Activities
#1 Reproduce the passage on Mr. Rudowski's fitness and tango routine word for word, starting at "Mr. Rudowski’s tango" and ending at "the entire time.".
#2 Write a continuation of the passage on Mr. Rudowski's fitness and tango routine, picking up after its final sentence.

Starting at 5:30 every morning, Mr. Rudowski spends half an hour running in Hung Hom, where he lives, carrying a three-pound weight in each hand. During his lunch break on the weekdays, he tries to squeeze in an hour at the gym. There, he’ll spend about 35 minutes on a stationary bike, 15 minutes in a dry sauna and 10 minutes in a steam room. Mr. Rudowski says this combination helps his body get rid of toxins and stimulates blood flow. “I rarely get ill as a result of this regimen,” he says. He says the workouts also help with endurance, which he needs for the milongas—they can last more than four hours.
Mr. Rudowski’s tango practice is spread over the course of a week. On Tuesday evenings, he rehearses with TangoTang for about three hours at the Helena May, a historic building on Garden Road in Central. The practices start with a guided session in which a couple demonstrates new steps. Dancers spend the rest of the time incorporating the movements into their routine. Friday and Saturday evenings, Mr. Rudowski attends milongas at a dance studio in Causeway Bay. They start around 9:30 and last until 2 a.m., and he says he is rarely idle, dancing the entire time.

Provided material
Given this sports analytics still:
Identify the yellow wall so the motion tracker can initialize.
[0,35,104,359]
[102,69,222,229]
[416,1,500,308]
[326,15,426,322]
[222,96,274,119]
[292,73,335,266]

Answers per task
#1
Mr. Rudowski’s tango practice is spread over the course of a week. On Tuesday evenings, he rehearses with TangoTang for about three hours at the Helena May, a historic building on Garden Road in Central. The practices start with a guided session in which a couple demonstrates new steps. Dancers spend the rest of the time incorporating the movements into their routine. Friday and Saturday evenings, Mr. Rudowski attends milongas at a dance studio in Causeway Bay. They start around 9:30 and last until 2 a.m., and he says he is rarely idle, dancing the entire time.

#2
Mr. Rudowski calls tango a cultural experience and a “metaphysical exercise”—emphasizing the emotional and spiritual connection to one’s dance partner. “It’s about the love of the dance, love of the music, love of the tradition,” he says. But he says there are physical benefits, too, with exercise not just for the legs but for the core, which help balance and shift one’s body weight. It also improves the posture, he says.